→ Assignment
Return, without anything added, the lines from the one containing "I would be grateful if you could mark the sneaker" through the end of the entries below, exactly as written.

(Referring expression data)
-=-=-
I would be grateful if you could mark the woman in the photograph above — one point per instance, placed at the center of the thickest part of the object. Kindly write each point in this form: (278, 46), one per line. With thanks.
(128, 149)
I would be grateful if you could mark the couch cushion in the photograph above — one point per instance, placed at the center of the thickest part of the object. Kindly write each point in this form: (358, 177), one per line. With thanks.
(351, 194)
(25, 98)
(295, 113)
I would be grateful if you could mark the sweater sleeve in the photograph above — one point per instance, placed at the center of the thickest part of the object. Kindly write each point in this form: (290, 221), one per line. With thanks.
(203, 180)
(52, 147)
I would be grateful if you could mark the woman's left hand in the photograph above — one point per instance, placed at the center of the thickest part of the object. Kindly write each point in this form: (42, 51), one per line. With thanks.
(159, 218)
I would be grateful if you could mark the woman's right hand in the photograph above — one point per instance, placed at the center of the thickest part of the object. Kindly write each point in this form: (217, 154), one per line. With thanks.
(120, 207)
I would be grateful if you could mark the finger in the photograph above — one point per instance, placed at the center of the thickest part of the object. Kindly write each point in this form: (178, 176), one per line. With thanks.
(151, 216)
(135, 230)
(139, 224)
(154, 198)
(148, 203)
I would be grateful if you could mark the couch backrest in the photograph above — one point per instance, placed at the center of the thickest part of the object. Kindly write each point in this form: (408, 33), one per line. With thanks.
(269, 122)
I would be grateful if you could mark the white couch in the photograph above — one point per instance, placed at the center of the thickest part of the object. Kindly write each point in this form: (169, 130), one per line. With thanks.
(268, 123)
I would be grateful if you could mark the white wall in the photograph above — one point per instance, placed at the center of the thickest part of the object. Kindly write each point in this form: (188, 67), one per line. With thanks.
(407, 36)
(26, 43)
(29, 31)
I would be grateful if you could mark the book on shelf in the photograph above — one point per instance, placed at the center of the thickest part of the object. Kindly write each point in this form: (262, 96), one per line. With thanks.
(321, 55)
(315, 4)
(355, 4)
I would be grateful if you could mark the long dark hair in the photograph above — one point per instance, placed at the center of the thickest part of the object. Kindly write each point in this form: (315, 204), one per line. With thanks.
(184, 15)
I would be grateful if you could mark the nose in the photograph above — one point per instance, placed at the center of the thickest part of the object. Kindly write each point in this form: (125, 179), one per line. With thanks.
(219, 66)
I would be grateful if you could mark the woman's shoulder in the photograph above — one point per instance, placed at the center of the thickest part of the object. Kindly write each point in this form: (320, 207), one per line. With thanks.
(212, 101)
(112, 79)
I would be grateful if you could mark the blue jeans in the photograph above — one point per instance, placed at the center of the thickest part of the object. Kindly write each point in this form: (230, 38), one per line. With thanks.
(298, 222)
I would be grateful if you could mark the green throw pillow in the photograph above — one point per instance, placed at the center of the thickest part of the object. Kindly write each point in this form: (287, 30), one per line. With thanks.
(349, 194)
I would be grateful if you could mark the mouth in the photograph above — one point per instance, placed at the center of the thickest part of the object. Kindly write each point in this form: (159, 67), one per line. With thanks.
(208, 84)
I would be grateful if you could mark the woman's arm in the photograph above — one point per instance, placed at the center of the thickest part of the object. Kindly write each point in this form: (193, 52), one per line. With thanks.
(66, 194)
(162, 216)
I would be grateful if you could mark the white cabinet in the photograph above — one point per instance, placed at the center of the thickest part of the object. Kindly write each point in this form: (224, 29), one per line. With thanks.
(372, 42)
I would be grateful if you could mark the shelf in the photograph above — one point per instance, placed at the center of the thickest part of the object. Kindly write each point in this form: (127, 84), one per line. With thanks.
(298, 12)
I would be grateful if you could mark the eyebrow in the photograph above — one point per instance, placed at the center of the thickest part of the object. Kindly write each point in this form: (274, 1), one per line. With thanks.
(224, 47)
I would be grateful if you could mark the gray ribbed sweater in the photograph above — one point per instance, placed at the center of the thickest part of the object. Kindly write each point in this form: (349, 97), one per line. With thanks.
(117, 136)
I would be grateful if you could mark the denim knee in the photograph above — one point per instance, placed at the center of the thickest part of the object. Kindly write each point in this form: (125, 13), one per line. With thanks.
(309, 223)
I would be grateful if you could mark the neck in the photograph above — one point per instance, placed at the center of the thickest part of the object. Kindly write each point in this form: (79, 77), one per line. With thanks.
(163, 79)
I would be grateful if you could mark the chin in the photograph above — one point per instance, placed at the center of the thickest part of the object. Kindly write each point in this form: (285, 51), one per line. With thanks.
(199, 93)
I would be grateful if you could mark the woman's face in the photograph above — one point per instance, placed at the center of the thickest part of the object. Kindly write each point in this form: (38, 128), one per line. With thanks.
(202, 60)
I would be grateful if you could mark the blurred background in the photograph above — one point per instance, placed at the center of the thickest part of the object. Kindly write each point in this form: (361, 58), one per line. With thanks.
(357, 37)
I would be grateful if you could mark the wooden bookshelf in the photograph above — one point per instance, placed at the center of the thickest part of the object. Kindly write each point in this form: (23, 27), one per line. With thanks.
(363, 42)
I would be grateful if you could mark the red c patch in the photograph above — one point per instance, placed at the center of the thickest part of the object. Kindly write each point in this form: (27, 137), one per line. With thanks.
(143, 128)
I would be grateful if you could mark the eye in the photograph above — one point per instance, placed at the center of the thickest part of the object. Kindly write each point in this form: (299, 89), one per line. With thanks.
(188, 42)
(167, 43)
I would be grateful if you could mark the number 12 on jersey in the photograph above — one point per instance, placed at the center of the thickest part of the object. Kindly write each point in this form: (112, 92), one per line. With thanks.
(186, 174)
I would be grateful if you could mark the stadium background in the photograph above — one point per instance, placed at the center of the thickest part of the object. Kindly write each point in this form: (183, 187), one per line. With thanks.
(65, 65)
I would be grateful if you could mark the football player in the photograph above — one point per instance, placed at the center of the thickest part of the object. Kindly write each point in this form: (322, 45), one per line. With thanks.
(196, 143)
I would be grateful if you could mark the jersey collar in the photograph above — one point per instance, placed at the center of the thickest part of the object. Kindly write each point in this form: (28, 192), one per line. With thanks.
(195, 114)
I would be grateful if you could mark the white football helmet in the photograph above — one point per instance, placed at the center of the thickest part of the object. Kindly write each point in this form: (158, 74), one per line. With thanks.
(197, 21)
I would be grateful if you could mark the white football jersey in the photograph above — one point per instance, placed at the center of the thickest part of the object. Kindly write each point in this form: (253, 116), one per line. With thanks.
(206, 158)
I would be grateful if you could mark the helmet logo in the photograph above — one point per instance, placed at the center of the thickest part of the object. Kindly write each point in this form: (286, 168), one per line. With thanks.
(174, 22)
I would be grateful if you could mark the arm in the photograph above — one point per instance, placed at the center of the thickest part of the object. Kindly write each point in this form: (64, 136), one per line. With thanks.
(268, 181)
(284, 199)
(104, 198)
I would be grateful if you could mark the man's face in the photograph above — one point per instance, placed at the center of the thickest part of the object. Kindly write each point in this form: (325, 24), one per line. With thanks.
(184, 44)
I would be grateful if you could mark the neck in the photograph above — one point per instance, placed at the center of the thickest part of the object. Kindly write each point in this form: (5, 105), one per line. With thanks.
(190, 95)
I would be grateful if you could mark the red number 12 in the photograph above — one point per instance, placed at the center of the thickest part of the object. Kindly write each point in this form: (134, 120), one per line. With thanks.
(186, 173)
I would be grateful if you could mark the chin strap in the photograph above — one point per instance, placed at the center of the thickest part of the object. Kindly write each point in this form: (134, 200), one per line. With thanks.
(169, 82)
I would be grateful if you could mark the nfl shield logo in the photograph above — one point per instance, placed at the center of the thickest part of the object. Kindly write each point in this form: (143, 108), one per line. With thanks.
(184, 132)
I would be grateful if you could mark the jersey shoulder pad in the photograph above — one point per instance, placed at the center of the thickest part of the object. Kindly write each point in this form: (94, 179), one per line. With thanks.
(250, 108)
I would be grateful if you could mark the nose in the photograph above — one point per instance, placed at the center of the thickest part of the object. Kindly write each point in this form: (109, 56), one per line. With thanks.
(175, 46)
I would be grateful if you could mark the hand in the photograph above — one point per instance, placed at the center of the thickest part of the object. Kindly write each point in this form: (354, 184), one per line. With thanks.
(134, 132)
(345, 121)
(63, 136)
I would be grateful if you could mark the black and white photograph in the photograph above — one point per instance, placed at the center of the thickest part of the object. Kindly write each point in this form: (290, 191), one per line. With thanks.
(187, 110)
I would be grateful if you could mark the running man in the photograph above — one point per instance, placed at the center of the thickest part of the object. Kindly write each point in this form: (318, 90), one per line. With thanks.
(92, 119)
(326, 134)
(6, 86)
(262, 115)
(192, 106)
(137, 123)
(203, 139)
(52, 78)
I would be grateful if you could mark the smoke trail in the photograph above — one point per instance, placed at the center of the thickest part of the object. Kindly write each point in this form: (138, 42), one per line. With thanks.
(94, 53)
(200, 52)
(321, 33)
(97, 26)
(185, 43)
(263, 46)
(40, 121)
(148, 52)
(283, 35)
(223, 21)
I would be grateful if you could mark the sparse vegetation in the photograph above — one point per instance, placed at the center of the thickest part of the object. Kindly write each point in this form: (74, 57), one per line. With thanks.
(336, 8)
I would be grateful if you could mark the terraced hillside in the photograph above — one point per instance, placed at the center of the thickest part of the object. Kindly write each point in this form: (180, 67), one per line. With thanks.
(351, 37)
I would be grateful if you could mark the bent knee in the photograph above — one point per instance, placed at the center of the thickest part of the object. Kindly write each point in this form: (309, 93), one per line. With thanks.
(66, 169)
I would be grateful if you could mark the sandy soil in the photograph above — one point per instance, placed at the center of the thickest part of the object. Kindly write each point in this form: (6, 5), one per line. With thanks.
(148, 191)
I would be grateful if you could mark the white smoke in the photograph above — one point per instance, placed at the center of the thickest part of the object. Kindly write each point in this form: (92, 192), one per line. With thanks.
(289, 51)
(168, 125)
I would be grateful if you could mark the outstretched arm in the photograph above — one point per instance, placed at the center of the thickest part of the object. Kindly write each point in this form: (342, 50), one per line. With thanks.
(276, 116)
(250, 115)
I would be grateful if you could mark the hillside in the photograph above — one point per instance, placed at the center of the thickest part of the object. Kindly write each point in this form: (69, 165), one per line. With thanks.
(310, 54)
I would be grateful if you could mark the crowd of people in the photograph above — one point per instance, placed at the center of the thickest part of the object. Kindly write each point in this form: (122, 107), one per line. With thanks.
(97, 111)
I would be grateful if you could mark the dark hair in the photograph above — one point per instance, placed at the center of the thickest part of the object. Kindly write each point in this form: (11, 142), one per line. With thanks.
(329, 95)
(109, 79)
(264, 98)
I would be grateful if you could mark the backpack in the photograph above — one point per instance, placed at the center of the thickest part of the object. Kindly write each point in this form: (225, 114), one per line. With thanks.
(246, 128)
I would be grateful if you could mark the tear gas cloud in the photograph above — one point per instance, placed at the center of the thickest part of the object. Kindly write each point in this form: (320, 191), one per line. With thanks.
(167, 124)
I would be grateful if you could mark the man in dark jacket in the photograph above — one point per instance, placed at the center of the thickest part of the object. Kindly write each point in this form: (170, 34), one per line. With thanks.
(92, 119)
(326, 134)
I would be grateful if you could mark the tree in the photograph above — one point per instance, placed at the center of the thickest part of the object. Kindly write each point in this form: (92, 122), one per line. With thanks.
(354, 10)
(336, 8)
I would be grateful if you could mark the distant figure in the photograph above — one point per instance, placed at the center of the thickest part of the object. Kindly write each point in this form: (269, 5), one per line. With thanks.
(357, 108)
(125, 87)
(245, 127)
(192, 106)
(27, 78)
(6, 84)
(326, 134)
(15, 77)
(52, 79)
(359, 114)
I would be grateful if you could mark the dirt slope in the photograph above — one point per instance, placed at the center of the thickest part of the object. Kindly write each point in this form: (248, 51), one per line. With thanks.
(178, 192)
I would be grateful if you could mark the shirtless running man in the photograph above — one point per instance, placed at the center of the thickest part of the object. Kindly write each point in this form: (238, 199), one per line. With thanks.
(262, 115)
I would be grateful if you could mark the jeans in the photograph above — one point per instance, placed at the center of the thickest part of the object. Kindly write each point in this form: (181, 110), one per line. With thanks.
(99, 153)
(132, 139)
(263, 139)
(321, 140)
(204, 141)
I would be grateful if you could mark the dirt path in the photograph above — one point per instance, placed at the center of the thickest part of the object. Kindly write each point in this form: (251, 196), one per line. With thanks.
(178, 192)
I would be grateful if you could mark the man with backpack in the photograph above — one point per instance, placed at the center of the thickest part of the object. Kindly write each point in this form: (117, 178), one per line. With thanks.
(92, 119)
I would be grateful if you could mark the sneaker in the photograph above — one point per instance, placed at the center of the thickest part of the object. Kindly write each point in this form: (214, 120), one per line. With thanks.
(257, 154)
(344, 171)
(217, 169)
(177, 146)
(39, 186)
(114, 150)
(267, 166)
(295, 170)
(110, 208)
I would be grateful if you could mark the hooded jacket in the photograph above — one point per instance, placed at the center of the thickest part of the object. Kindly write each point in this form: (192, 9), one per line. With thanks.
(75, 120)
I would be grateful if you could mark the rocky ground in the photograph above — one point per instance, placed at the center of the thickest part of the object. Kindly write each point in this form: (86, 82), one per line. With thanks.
-=-=-
→ Solution
I would be grateful if you could mark the sneaker in the photograph above — one point per instance, placed at the center of the thickest part of the object. Kindly write each point in this form: (214, 120), one per line. With thanks.
(257, 154)
(344, 171)
(217, 169)
(177, 146)
(39, 186)
(114, 150)
(267, 166)
(295, 170)
(110, 208)
I would be grateful if you could mark the hooded jacket in the photograph above — one point per instance, placed at the center of the thickest part of the object. Kindly write each point in this form: (192, 9), one per line. With thanks.
(75, 120)
I would be grateful if you could mark the rocky ground in the photograph above — one point per instance, placed at the center of the thickest part of the object. Kindly write each point in this form: (86, 82), one per line. With thanks.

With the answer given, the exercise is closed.